::: RECORDS SHOWN
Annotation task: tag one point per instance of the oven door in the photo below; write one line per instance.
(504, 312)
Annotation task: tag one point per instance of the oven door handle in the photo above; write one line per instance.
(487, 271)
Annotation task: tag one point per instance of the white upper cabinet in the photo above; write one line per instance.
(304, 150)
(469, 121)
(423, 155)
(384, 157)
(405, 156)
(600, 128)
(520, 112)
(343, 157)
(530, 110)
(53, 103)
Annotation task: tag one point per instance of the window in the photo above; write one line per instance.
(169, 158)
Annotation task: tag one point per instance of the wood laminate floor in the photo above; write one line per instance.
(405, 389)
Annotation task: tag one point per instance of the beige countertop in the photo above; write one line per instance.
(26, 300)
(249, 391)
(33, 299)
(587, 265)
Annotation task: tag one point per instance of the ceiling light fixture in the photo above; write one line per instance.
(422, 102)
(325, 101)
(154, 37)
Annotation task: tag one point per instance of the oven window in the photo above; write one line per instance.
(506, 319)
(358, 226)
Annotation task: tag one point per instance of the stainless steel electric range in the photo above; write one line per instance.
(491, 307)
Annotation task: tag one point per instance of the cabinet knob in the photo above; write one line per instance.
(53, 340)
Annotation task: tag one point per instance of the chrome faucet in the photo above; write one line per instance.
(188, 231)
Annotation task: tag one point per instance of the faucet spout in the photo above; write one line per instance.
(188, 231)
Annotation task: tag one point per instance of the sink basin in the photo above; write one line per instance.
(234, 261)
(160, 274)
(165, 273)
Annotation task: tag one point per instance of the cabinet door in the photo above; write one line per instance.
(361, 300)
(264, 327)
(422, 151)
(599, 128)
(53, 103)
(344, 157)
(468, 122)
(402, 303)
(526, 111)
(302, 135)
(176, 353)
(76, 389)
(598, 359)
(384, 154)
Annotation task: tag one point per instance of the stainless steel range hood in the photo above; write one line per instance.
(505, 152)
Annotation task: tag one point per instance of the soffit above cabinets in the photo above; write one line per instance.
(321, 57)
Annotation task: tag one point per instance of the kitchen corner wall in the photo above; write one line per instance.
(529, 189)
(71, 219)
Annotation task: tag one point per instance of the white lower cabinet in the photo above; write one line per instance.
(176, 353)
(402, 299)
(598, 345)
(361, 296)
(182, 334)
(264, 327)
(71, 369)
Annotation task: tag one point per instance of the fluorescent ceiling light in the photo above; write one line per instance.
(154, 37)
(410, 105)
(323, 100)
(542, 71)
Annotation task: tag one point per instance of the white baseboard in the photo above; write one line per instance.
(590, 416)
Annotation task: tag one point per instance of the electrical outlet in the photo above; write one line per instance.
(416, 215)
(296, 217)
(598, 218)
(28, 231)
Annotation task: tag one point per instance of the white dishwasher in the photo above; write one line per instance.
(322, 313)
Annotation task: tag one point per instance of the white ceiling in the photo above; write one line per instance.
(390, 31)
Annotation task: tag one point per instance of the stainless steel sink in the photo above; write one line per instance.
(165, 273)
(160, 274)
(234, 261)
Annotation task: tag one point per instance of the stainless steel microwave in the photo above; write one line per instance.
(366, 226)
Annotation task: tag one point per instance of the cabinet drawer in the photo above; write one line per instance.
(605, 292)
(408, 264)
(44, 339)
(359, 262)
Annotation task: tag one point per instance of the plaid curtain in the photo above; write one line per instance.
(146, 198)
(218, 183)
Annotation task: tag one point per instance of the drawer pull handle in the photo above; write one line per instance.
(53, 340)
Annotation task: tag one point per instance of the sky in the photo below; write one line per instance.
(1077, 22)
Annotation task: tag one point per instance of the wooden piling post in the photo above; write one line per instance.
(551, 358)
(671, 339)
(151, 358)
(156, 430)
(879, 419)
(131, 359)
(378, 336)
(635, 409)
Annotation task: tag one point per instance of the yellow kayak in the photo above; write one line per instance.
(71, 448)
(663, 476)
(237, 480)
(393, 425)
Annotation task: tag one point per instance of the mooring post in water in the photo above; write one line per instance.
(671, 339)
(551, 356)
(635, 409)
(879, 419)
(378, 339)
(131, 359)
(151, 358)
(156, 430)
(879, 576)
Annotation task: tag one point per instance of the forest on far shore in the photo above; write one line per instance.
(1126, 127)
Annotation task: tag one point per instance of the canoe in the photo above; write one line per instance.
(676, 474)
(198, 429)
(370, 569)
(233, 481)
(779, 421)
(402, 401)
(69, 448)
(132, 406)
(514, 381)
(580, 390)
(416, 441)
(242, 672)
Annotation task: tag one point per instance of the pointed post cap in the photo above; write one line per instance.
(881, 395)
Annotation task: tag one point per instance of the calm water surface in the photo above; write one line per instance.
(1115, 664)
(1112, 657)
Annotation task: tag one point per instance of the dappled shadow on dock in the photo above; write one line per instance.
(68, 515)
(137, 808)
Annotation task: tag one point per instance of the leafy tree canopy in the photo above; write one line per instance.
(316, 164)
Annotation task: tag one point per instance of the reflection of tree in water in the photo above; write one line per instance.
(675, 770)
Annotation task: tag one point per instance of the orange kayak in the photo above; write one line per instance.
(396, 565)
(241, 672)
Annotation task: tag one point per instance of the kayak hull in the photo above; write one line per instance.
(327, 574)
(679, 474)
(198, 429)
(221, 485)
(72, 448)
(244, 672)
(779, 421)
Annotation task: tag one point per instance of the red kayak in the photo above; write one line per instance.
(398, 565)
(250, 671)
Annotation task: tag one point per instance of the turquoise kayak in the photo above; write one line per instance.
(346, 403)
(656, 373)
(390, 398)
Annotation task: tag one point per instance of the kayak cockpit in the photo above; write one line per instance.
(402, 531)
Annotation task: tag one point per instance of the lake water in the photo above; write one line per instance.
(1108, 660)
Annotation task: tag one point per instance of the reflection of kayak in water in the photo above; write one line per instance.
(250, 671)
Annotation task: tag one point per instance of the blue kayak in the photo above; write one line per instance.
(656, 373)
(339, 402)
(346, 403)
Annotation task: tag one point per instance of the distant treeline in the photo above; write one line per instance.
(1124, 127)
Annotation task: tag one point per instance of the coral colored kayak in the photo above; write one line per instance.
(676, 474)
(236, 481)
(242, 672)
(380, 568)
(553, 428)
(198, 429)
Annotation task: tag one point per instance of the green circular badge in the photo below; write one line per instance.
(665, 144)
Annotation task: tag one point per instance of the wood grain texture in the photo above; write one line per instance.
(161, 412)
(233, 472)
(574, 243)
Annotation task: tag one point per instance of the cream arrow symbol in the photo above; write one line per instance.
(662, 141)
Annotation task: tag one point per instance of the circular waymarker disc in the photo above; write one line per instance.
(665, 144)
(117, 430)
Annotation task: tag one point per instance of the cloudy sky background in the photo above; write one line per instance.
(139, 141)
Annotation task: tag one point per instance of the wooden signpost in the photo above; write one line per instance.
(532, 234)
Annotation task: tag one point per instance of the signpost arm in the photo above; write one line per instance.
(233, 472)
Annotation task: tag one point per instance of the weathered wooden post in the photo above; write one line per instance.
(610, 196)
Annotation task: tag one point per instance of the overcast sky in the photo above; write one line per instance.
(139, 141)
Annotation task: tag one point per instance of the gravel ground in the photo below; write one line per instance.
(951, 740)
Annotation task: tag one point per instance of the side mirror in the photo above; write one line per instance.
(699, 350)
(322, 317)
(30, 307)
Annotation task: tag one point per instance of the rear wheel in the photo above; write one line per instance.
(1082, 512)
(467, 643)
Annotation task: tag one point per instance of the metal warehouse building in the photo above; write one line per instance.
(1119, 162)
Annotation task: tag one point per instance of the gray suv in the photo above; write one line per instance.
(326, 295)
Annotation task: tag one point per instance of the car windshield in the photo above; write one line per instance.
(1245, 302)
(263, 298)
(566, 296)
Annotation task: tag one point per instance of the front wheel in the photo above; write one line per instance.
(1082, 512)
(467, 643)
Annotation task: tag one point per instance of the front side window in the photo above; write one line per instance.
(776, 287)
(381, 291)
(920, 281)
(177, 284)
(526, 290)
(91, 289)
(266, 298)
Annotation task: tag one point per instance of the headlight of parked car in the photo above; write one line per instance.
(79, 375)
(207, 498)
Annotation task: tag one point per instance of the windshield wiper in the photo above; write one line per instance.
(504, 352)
::::::
| EXERCISE DETAILS |
Give back the lines above exactly, from the one with "Annotation task: tag one point per instance of the gray" through the last line.

| ANSWER FOR THIS EXERCISE |
Annotation task: tag one point per instance of the gray suv in the photo above; write one line per instance.
(326, 295)
Annotation task: tag one point per instance of the car windshield in the photo above; write one line per instance.
(1245, 302)
(263, 298)
(566, 296)
Annotation task: tag one point per instance of the front wheel in the photo above; write one line per instance.
(1082, 512)
(467, 643)
Annotation task: tag one point per instance of the front side window in the photo above; write one line per instance.
(776, 287)
(381, 291)
(920, 281)
(177, 284)
(526, 290)
(91, 289)
(266, 298)
Annotation task: tag one point per instance of the headlight of parked car in the photo above; write one line per instance.
(79, 375)
(207, 498)
Annotation task: tag one point per instance of the windshield wiper in the photo above; write one line per instance.
(504, 352)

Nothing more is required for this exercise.